GIVEN TEXT —
This particular pair of hypotheses has a t-test already defined in the literature; it's typically called the t-test of binomial proportion, or some similar name. Example discussions are availble here, here, here, here and here. Additionally, this source attempts to provide some theoretical derivation.

Caveat: in real life, drug trials often have complications that make a simple statistical model such as this somewhat unsuitable:

  • Patients in real studies are not usually enrolled at equal times, but often over a period of up to a few years, with the result that those who were enrolled at the beginning of the study may have been tracked for years, while those enrolled toward the end were only tracked for a few months. Obviously, a patient's probability of dying increases the longer the study tracks him.

INFORMATION SHOWN —
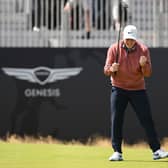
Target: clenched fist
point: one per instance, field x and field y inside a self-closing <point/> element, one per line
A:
<point x="142" y="61"/>
<point x="114" y="67"/>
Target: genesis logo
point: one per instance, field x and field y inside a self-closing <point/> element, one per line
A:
<point x="42" y="75"/>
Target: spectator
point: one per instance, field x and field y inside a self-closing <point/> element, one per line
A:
<point x="87" y="6"/>
<point x="120" y="13"/>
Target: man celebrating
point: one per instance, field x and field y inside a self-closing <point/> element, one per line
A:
<point x="128" y="86"/>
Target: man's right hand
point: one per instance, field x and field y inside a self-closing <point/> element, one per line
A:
<point x="114" y="67"/>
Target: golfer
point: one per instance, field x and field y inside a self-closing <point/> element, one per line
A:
<point x="128" y="86"/>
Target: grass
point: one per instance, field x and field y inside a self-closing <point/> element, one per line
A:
<point x="17" y="154"/>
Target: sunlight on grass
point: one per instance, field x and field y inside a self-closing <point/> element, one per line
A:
<point x="29" y="152"/>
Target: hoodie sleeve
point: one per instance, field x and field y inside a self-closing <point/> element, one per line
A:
<point x="147" y="69"/>
<point x="109" y="61"/>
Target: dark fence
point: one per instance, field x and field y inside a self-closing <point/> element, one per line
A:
<point x="64" y="93"/>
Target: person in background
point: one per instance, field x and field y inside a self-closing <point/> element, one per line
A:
<point x="120" y="13"/>
<point x="128" y="86"/>
<point x="87" y="6"/>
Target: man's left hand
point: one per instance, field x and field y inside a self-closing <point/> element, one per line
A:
<point x="142" y="61"/>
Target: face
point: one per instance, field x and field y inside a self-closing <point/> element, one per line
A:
<point x="129" y="43"/>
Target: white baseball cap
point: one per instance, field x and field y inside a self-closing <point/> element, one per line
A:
<point x="130" y="32"/>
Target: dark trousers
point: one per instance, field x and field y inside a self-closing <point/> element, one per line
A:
<point x="140" y="103"/>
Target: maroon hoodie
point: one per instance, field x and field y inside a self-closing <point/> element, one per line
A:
<point x="130" y="75"/>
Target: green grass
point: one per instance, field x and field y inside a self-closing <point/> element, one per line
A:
<point x="43" y="155"/>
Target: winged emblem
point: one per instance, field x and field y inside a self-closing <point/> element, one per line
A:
<point x="42" y="75"/>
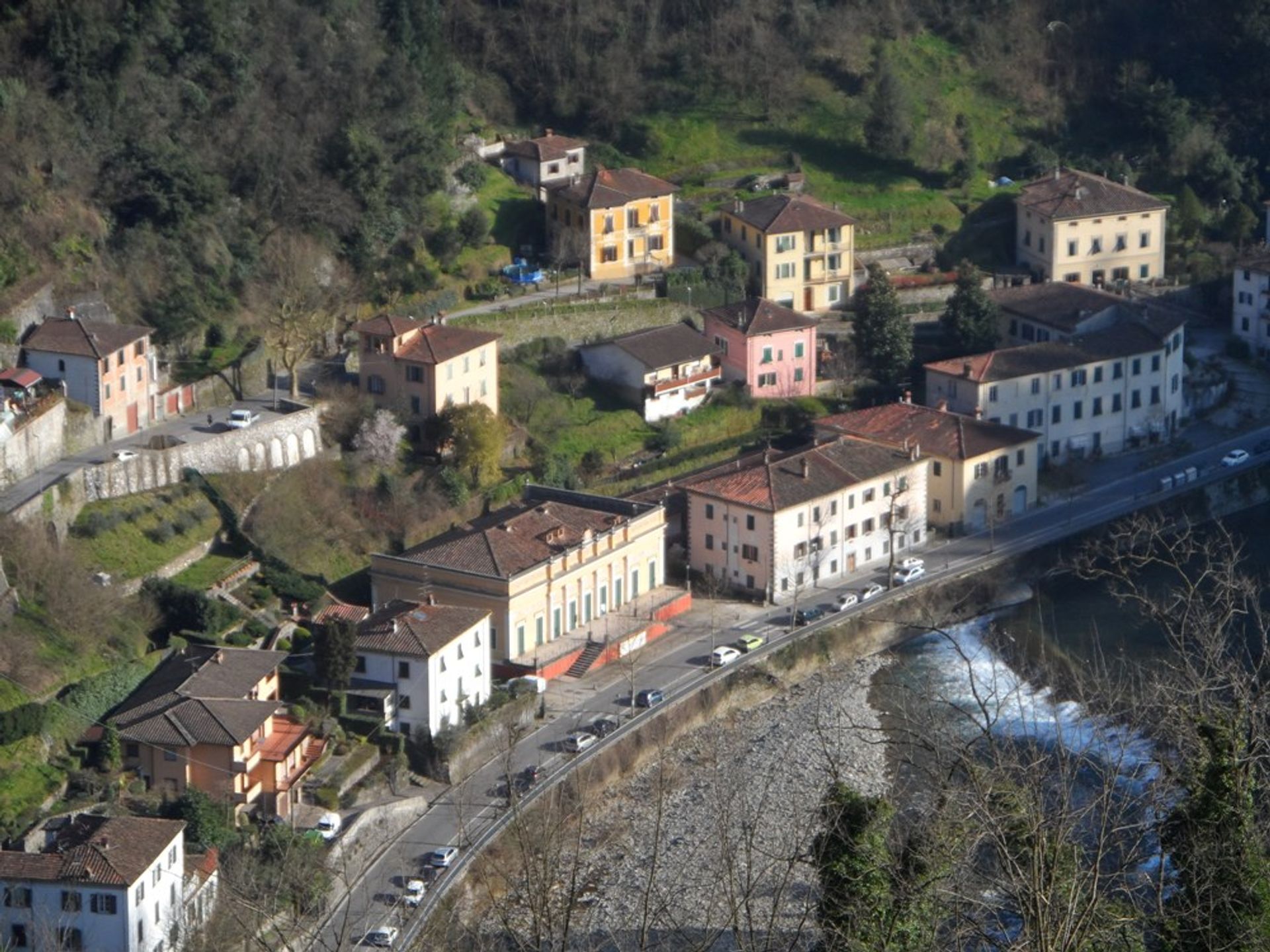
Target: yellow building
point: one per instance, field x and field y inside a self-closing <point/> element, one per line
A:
<point x="618" y="221"/>
<point x="418" y="370"/>
<point x="548" y="569"/>
<point x="1085" y="229"/>
<point x="800" y="251"/>
<point x="981" y="473"/>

PROBLEM 1 —
In the passage on statistics for drug trials, what is the t-test for this pair of hypotheses typically called?
PROBLEM 2 —
Using the passage on statistics for drug trials, decide whether each statement agrees with it: (a) Patients in real studies are usually enrolled at equal times. (b) Enrollment in real studies can extend over a period of up to a few years. (c) A patient's probability of dying decreases the longer a study tracks him.
PROBLEM 3 —
Carry on the passage on statistics for drug trials from the point at which it stops.

OUTPUT 1 —
It is typically called the t-test of binomial proportion.

OUTPUT 2 —
(a) No: "Patients in real studies are not usually enrolled at equal times"
(b) Yes: "often over a period of up to a few years"
(c) No: "a patient's probability of dying increases the longer the study tracks him"

OUTPUT 3 —
  • Some fraction of patients will inevitably leave the study early (for example, they move away to another city to find another job) before the study is finished. In these cases we know that they survived up to a certain date, but then we don't know what happened after that.

  • For some drugs, such as many cancer drugs nowadays, or antiretrovirals for HIV/AIDS treatment back in the 1990s, the relevant question to ask is not whether a patient lived or died in response to the drug, but did the patient live longer than he otherwise would have (e.g., did he survive a year instead of dying after only 3 months)?

Kaplan-Meier survival curves are a typical framework for analyzing these types of situations.